GOAL -
Switch "highland calf" to "young cow" throughout the listing below, and reproduce its lines with nothing else altered. Leave out the pictures.

PROVIDED MATERIAL -
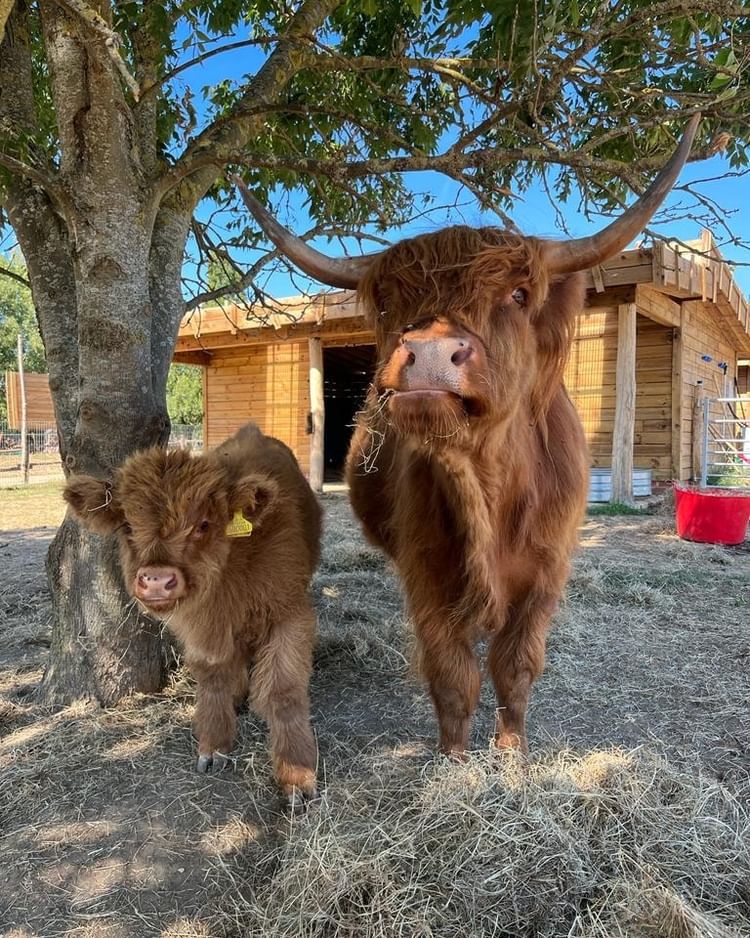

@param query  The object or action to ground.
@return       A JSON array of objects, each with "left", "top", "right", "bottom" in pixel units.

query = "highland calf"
[
  {"left": 237, "top": 116, "right": 698, "bottom": 754},
  {"left": 64, "top": 424, "right": 321, "bottom": 797}
]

WORKED SOLUTION -
@param query  The object or action to ground.
@return       A JSON array of objects, each with "left", "top", "right", "bottom" in pixel units.

query = "young cow"
[
  {"left": 237, "top": 116, "right": 698, "bottom": 754},
  {"left": 64, "top": 424, "right": 321, "bottom": 797}
]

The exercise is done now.